• [Page extract]
Proportion different from one another

Within domain and trial type

Calculate discriminability

Many have argued that the zero point is arbitrary and not a useful reference point. Instead of asking “what proportion of D/PI scores are different from zero?”, we could also ask “what proportion of D/PI scores are different from one another?”

# helper function to apply workflow to each resample
discriminability <- function(data, i) {
  
  data_with_indexes <- data[i,] # boot function requires data and index
  
  estimate <- data_with_indexes$estimate
  ci_lower <- data_with_indexes$ci_lower
  ci_upper <- data_with_indexes$ci_upper
  
  n_estimate <- length(estimate)
  n_ci_lower <- length(ci_lower)
  n_ci_upper <- length(ci_upper)
  
  r_estimate <- sum(rank(c(estimate, ci_lower))[1:n_estimate])
  r_ci_upper <- sum(rank(c(ci_upper, estimate))[1:n_ci_upper])
  
  prob_estimate_inferior_to_ci_lower <- 1 - (r_estimate / n_estimate - (n_estimate + 1) / 2) / n_ci_lower
  prob_estimate_superior_to_ci_upper <- 1 - (r_ci_upper / n_ci_upper - (n_ci_upper + 1) / 2) / n_estimate
  
  probability_estimates_outside_cis <- (prob_estimate_inferior_to_ci_lower + prob_estimate_superior_to_ci_upper)
  
  return(probability_estimates_outside_cis)
  
}

bootstrap_discriminability <- function(data){
  
  require(dplyr)
  require(boot)
  
  fit <- 
    boot::boot(data      = data, 
               statistic = discriminability, 
               R         = n_boots,
               sim       = "ordinary", 
               stype     = "i",
               parallel  = "multicore", 
               ncpus     = parallel::detectCores())
  
  results <- boot::boot.ci(fit, conf = 0.95, type = c("norm","basic", "perc", "bca"))
  
  output <- 
    tibble(method   = c("normal", "basic", "percent", "bca"),
           estimate = rep(fit$t0, 4),
           ci_lower = c(results$normal[2], results$basic[4], results$percent[4], results$bca[4]),
           ci_upper = c(results$normal[3], results$basic[5], results$percent[5], results$bca[5]))
  
  return(output)
}

D scores

# bootstrapping has a long execution time, so load saved values if they've already been calculated
if(file.exists("models/data_discriminability_D.rds")) {
  
  data_discriminability_D <- read_rds("models/data_discriminability_D.rds")
  
} else {
  
  # bootstrap D scores 
  data_discriminability_D <- data_estimates_D %>%
    select(unique_id, domain, trial_type, estimate, ci_upper, ci_lower) %>%
    group_by(domain, trial_type) %>%
    do(bootstrap_discriminability(data = .)) %>%
    ungroup() %>%
    mutate(proportion_discriminable = estimate,
           variance = ((ci_upper - ci_lower)/(1.96*2))^2) %>%
    mutate(domain = as.factor(domain),
           method = fct_relevel(method, "bca", "basic", "normal", "percent"),
           trial_type = fct_relevel(trial_type, "tt1", "tt2", "tt3", "tt4"),
           DV_type = "*D* scores")

(Entries from a pointing dataset)
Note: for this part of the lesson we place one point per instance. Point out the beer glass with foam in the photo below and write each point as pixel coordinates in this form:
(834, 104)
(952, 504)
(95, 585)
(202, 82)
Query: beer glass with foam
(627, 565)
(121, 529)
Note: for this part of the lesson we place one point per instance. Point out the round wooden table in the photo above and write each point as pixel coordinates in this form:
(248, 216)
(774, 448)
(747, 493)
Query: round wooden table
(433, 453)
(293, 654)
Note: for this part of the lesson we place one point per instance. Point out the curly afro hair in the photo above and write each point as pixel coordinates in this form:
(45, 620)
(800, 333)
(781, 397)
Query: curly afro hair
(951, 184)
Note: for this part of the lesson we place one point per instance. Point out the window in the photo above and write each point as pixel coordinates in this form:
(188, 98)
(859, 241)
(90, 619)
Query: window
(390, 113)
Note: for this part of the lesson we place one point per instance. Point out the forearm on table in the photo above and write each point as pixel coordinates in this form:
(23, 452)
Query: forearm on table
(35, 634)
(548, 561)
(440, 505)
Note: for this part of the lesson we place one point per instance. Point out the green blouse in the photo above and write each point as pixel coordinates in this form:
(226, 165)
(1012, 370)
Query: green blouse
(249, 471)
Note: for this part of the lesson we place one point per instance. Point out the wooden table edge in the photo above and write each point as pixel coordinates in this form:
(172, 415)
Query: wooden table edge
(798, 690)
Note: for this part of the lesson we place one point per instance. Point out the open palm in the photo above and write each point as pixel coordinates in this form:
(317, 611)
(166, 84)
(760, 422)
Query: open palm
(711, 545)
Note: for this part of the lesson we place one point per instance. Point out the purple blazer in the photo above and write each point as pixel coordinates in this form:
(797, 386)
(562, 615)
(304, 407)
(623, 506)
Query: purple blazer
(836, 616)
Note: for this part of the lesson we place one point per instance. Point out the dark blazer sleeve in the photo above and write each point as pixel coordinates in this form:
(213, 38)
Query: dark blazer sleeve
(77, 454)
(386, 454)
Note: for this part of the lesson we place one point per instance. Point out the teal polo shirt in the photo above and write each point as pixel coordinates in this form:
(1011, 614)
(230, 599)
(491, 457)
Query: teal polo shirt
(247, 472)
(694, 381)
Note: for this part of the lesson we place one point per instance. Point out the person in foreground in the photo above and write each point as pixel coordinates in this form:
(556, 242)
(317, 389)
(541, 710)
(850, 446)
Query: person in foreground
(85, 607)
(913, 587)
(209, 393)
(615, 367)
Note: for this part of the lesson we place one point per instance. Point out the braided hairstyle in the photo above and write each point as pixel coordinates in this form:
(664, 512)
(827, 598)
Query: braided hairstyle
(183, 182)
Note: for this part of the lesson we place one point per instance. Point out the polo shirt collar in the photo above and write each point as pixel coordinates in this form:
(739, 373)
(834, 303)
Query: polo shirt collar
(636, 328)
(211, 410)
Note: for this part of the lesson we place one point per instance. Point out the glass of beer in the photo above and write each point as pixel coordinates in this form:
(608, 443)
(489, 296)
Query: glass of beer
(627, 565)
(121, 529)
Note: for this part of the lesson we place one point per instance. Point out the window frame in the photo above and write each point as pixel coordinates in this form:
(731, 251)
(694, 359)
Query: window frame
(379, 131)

• [Directions]
(A) Copy everything in the discriminability code from "data_with_indexes <- data[i,]" down to "<- sum(rank(c(estimate, ci_lower))[1:n_estimate])", substituting "resampled_data" for "data_with_indexes" each time it appears.
(B) Resume the discriminability code from the point where it stops.

• [In response]
(A)
resampled_data <- data[i,] # boot function requires data and index
  
  estimate <- resampled_data$estimate
  ci_lower <- resampled_data$ci_lower
  ci_upper <- resampled_data$ci_upper
  
  n_estimate <- length(estimate)
  n_ci_lower <- length(ci_lower)
  n_ci_upper <- length(ci_upper)
  
  r_estimate <- sum(rank(c(estimate, ci_lower))[1:n_estimate])

(B)
  
  # save to disk
  write_rds(data_discriminability_D, "models/data_discriminability_D.rds", compress = "gz")
  
}

PI scores

# bootstrapping has a long execution time, so load saved values if they've already been calculated
if(file.exists("models/data_discriminability_PI.rds")) {
  
  data_discriminability_PI <- read_rds("models/data_discriminability_PI.rds")
  
} else {
  
  # bootstrap D scores 
  data_discriminability_PI <- data_estimates_PI %>%
    select(unique_id, domain, trial_type, estimate, ci_upper, ci_lower) %>%
    group_by(domain, trial_type) %>%
    do(bootstrap_discriminability(data = .)) %>%
    ungroup() %>%
    mutate(proportion_discriminable = estimate,
           variance = ((ci_upper - ci_lower)/(1.96*2))^2) %>%
    mutate(domain = as.factor(domain),
           method = fct_relevel(method, "bca", "basic", "normal", "percent"),
           trial_type = fct_relevel(trial_type, "tt1", "tt2", "tt3", "tt4"),
           DV_type = "PI scores")
  
  # save to disk
  write_rds(data_discriminability_PI, "models/data_discriminability_PI.rds", compress = "gz")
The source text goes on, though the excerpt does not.